= EXERCISE TASK =
Copy every one of the following items word for word, line by line.

= RECORDS FOR THIS TASK =
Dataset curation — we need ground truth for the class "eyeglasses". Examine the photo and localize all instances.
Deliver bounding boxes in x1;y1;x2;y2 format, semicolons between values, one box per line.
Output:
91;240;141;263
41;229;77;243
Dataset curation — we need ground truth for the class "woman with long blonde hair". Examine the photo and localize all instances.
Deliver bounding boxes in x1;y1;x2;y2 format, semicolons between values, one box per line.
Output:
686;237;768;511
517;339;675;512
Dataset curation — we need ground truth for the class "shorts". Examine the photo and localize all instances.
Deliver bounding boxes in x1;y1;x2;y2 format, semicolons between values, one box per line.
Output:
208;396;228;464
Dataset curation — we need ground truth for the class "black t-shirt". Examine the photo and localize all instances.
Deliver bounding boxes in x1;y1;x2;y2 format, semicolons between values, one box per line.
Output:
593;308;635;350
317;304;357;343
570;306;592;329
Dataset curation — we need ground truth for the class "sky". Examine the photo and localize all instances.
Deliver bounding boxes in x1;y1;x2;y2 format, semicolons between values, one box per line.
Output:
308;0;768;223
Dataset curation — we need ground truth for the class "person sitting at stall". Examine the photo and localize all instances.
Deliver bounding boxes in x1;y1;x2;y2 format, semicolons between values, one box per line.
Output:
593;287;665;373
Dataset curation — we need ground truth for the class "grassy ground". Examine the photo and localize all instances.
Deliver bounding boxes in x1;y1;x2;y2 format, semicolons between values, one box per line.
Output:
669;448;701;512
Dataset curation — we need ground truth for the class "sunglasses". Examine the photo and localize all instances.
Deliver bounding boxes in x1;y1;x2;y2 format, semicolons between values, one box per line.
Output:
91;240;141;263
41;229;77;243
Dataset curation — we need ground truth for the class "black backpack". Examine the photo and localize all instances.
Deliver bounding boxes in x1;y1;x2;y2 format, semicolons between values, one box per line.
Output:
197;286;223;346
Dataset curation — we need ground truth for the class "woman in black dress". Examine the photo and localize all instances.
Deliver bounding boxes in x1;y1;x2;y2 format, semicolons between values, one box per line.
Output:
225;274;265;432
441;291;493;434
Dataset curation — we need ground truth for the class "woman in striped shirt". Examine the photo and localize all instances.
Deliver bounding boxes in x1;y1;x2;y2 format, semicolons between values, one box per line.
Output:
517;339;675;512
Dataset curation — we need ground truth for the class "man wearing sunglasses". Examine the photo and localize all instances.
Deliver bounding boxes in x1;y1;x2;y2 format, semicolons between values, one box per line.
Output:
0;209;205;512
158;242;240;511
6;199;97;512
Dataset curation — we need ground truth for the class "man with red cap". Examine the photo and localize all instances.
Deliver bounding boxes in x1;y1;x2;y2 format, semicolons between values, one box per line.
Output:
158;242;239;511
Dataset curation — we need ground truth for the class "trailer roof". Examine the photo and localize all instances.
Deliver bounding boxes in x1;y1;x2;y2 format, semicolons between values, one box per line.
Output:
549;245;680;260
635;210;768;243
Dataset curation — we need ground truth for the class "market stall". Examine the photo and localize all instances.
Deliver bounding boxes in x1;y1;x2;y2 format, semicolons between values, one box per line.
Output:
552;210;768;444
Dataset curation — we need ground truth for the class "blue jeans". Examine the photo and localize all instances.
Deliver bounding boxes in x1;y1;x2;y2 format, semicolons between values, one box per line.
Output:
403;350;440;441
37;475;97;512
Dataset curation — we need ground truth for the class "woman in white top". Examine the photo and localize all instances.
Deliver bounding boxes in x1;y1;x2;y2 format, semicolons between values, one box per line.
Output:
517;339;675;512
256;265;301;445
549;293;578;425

= WRITTEN RESPONSE =
Dataset curation — we need ground truth for the class "eyeglasses". Examine the photo and localize all instances.
Deliver bounding boxes in x1;y1;x2;y2 format, semicolons between values, one box per line.
Output:
91;240;141;263
41;229;77;243
Dataset curation — we need ground truth for the class "woman with long blonde hair". Examine the photo and localize all instances.
Deliver bounding boxes in x1;y1;x2;y2 format, semicolons between values, one box per line.
Output:
686;237;768;511
517;339;675;512
Dataset curation — we need ground truth for the class "shorts". Examine the photo and localize all instances.
Deliver bounding boxes in x1;y1;x2;y2 format, semicolons between values, one box per line.
Output:
208;396;228;464
Dataset curation — we need ground truth for the class "black t-shirt". Examine the photo and localize all instances.
Deliver bounding boxes in x1;y1;x2;y2 format, semicolons between values, one box per line.
Output:
593;308;635;350
317;304;357;343
570;306;592;329
Dataset curation — we need ground truth for the class "sky". Examine the photo and localize all instances.
Deliver bounding boxes in x1;y1;x2;y2 format, semicolons between values, one box per line.
Output:
308;0;768;223
Dataset curation — we need ground truth for the class "person sitting at stall". Examine the photo and localize all instances.
Deliver bounding boxes in x1;y1;x2;y2 format, semicolons between values, one box per line.
Output:
593;287;665;373
Dataset curation — we need ground truth for the class "grassy ground". Examine the photo and localize all instances.
Deliver bounding boxes in x1;y1;x2;y2 format, semicolons between values, one box per line.
Output:
669;448;701;512
Dataset curation — we need ground truth for the class "sunglasses". Examine the photo and localize all instances.
Deliver bounding boxes in x1;y1;x2;y2 format, semicolons between values, one box per line.
Output:
91;240;141;263
41;229;77;243
Dataset curation — we need ground truth for the class "black backpack". Examine the photo and localize all instances.
Deliver bounding boxes in x1;y1;x2;y2 format, semicolons between values, one box per line.
Output:
197;286;223;346
Dataset curation — we need ground truth for the class "woman in black dress". Examine the photo and localize all instances.
Deliver bounding boxes in x1;y1;x2;y2 format, semicolons between values, one box per line.
Output:
225;274;265;432
441;291;493;434
Dataset curation — we need ground truth for the class "woman in striped shirt". Examine the photo and localize all instances.
Deliver bounding boxes in x1;y1;x2;y2 format, semicolons between values, one box per line.
Output:
517;339;675;512
Dataset curation — we need ground truth for the class "man wearing sunglasses". Examine the photo and localize all instances.
Deliver bounding boxes in x1;y1;x2;y2 format, semicolons between values, one box per line.
Output:
0;209;205;512
158;242;240;511
6;199;97;512
Dataset curation — we need ground truth for the class "man with red cap". Examine the photo and localize all instances.
Deliver bounding boxes in x1;y1;x2;y2 format, semicolons between values, one box per line.
Output:
158;242;239;511
Dataset curation — we need ground truth for the class "trailer roof". Examine the photo and localize all instances.
Deliver bounding boxes in x1;y1;x2;y2 format, semicolons between values, one box per line.
Output:
549;245;680;260
635;210;768;243
Dataset curation — we need ground truth for the class "market stall". Examine the photo and localize all instances.
Deliver bounding boxes in x1;y1;x2;y2 format, semicolons between values, one box per line.
Output:
552;210;768;444
Dataset curation — we need ground truth for the class "blue jeans". Examine the photo and localize all instances.
Deliver bounding boxes in x1;y1;x2;y2 format, semicolons between values, one box per line.
Output:
403;350;440;441
37;475;97;512
Dataset curation — we need ground truth for the class "woman in white top". Examine the photo and localize all instances.
Deliver bounding boxes in x1;y1;x2;y2 format, semicolons between values, one box per line.
Output:
517;339;675;512
256;265;301;445
549;293;578;425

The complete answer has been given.